(ЗАДАНИЕ): Замените «Бравый вояка» на «Опытный командир» и приведите часть отрывка о Кузьме Деревянко, начиная со слов «Кузьма Николаевич Деревянко» и заканчивая словами «он и казался.».

(ОТРЫВОК ДОКУМЕНТА):
▼▼▼
Но сотрудники наркомата иностранных дел на эту роль не годились, среди союзных генералов они бы смотрелись белыми воронами. Значит, надо было найти имеющего дипломатический опыт военного, и достаточно высокого ранга.
К тому же, нельзя было упускать уникальный шанс взглянуть на процесс начала оккупации американцами Японии, так сказать, изнутри. Повторно такая возможность могла и не представиться. Поэтому был нужен человек, владеющий английским и японским, умеющий не столько говорить, сколько смотреть, слушать, запоминать и анализировать. При этом такие его качества должны быть не очевидны для союзников.
Кузьма Николаевич Деревянко подходил на эту роль идеально. Бравый вояка с открытым и честным русским лицом, в достаточно высоком звании, но не принадлежащий к сливкам военной элиты СССР. Поэтому у союзников не могло быть на него более-менее подробного досье и его должны были воспринимать тем, кем он и казался.
Расчёт оказался верным. К генералу относились дружелюбно, но под плотную опеку не брали и по тусовкам с участием первых лиц не таскали – не того масштаба фигура. К его странным просьбам, например, о разрешении посетить пепелища Хиросимы и Нагасаки, которые в других условиях могли бы вызвать подозрение, отнеслись вполне снисходительно: раз хочет, пусть едет. Что интересного там может увидеть бывший начальник штаба армии, который про атомную бомбу знать ничего не может…
Между тем, если бы американцы могли заглянуть в личное дело сорокалетнего генерала, они бы реагировали иначе. Ведь биография у сына каменотёса из малороссийского села Косенивка под Уманью была не типичной для армейского генерала.
▲▲▲
Сохранённые записи:
▼▼▼
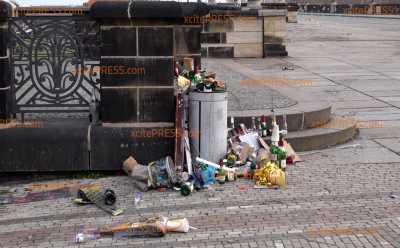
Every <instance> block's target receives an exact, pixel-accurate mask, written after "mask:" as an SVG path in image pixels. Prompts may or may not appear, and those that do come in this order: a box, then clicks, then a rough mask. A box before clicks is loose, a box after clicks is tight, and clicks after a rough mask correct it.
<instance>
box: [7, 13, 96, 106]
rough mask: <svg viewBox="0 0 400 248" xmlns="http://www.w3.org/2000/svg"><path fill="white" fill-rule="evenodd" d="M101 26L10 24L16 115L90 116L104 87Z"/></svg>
mask: <svg viewBox="0 0 400 248" xmlns="http://www.w3.org/2000/svg"><path fill="white" fill-rule="evenodd" d="M99 30H100V28H99V25H98V24H97V23H96V22H95V21H93V20H91V19H89V18H86V17H59V16H57V17H37V16H36V17H17V18H12V19H11V20H10V22H9V31H10V34H11V35H10V36H11V40H10V44H11V47H10V51H11V61H12V69H13V75H14V84H13V92H14V94H15V104H14V105H15V112H17V113H24V112H86V111H88V104H89V102H90V99H91V96H92V94H93V92H95V93H97V92H96V91H98V89H99V86H100V80H99V79H100V71H99V64H100V55H99V54H100V52H99V47H100V46H99V44H100V42H99Z"/></svg>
▲▲▲
(ВАШ ОТВЕТ):
Кузьма Николаевич Деревянко подходил на эту роль идеально. Опытный командир с открытым и честным русским лицом, в достаточно высоком звании, но не принадлежащий к сливкам военной элиты СССР. Поэтому у союзников не могло быть на него более-менее подробного досье и его должны были воспринимать тем, кем он и казался.